** BEGIN PROVIDED DATA **
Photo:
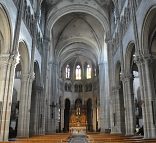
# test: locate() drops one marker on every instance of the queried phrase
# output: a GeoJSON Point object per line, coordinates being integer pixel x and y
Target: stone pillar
{"type": "Point", "coordinates": [146, 95]}
{"type": "Point", "coordinates": [62, 118]}
{"type": "Point", "coordinates": [151, 133]}
{"type": "Point", "coordinates": [129, 104]}
{"type": "Point", "coordinates": [116, 116]}
{"type": "Point", "coordinates": [22, 119]}
{"type": "Point", "coordinates": [104, 123]}
{"type": "Point", "coordinates": [49, 102]}
{"type": "Point", "coordinates": [7, 70]}
{"type": "Point", "coordinates": [94, 117]}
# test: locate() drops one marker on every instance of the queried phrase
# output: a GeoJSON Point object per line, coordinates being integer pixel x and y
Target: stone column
{"type": "Point", "coordinates": [94, 116]}
{"type": "Point", "coordinates": [116, 126]}
{"type": "Point", "coordinates": [104, 123]}
{"type": "Point", "coordinates": [7, 70]}
{"type": "Point", "coordinates": [49, 102]}
{"type": "Point", "coordinates": [129, 104]}
{"type": "Point", "coordinates": [147, 89]}
{"type": "Point", "coordinates": [22, 119]}
{"type": "Point", "coordinates": [151, 133]}
{"type": "Point", "coordinates": [62, 118]}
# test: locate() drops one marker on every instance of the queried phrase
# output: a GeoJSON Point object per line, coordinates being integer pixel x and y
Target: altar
{"type": "Point", "coordinates": [77, 123]}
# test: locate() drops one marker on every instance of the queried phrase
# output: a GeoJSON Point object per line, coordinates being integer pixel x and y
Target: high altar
{"type": "Point", "coordinates": [78, 122]}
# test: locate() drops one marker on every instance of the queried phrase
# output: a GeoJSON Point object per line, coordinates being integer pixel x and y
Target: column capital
{"type": "Point", "coordinates": [9, 59]}
{"type": "Point", "coordinates": [116, 88]}
{"type": "Point", "coordinates": [127, 76]}
{"type": "Point", "coordinates": [138, 60]}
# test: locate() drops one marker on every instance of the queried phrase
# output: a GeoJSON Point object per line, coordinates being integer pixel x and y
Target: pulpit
{"type": "Point", "coordinates": [77, 123]}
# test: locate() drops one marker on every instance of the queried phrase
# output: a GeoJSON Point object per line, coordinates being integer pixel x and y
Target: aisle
{"type": "Point", "coordinates": [78, 139]}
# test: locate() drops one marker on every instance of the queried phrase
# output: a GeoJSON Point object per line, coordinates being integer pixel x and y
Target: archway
{"type": "Point", "coordinates": [89, 115]}
{"type": "Point", "coordinates": [20, 79]}
{"type": "Point", "coordinates": [66, 115]}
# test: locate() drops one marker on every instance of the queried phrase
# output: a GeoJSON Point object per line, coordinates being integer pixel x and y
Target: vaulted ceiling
{"type": "Point", "coordinates": [78, 33]}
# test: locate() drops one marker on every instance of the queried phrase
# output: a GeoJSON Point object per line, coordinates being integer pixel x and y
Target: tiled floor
{"type": "Point", "coordinates": [78, 139]}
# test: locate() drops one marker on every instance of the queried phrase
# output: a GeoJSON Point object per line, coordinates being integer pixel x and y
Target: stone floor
{"type": "Point", "coordinates": [78, 139]}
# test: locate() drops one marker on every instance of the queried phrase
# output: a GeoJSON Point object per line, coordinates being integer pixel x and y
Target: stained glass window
{"type": "Point", "coordinates": [78, 72]}
{"type": "Point", "coordinates": [67, 71]}
{"type": "Point", "coordinates": [88, 71]}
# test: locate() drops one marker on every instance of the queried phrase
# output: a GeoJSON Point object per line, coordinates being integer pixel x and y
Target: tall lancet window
{"type": "Point", "coordinates": [88, 71]}
{"type": "Point", "coordinates": [78, 72]}
{"type": "Point", "coordinates": [67, 71]}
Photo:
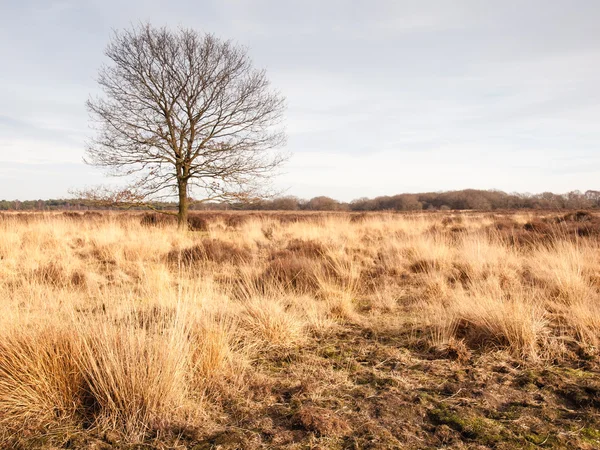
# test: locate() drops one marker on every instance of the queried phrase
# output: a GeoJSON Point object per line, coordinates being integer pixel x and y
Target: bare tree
{"type": "Point", "coordinates": [184, 113]}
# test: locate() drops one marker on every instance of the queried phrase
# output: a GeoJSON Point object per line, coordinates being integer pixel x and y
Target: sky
{"type": "Point", "coordinates": [383, 96]}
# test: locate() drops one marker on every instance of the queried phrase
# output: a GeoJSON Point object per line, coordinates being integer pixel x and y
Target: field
{"type": "Point", "coordinates": [297, 331]}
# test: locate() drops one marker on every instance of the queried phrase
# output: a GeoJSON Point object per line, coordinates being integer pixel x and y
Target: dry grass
{"type": "Point", "coordinates": [112, 324]}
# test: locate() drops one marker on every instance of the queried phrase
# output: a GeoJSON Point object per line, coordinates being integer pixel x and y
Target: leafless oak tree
{"type": "Point", "coordinates": [182, 113]}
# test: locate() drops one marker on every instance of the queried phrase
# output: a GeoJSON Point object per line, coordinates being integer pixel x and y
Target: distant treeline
{"type": "Point", "coordinates": [468, 199]}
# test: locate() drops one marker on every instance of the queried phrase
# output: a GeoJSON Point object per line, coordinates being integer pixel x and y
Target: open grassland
{"type": "Point", "coordinates": [300, 331]}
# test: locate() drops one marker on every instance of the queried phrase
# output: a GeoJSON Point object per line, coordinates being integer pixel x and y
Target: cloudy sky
{"type": "Point", "coordinates": [384, 96]}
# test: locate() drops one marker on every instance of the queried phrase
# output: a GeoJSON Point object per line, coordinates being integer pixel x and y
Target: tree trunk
{"type": "Point", "coordinates": [182, 214]}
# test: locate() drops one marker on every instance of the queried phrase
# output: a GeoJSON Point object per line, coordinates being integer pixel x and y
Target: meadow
{"type": "Point", "coordinates": [300, 330]}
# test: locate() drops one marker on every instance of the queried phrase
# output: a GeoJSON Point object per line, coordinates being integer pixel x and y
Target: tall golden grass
{"type": "Point", "coordinates": [108, 325]}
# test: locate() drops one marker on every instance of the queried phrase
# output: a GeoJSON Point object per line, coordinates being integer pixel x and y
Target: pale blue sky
{"type": "Point", "coordinates": [383, 96]}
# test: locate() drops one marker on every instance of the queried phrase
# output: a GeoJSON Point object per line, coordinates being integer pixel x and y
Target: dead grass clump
** END PROVIDED DATA **
TASK BRIEF ->
Pick out every line in the data above that contains the word "stone", and copy each of those lines in full.

REPLY TO THE TASK ->
Target: stone pillar
Target: stone column
Target: stone floor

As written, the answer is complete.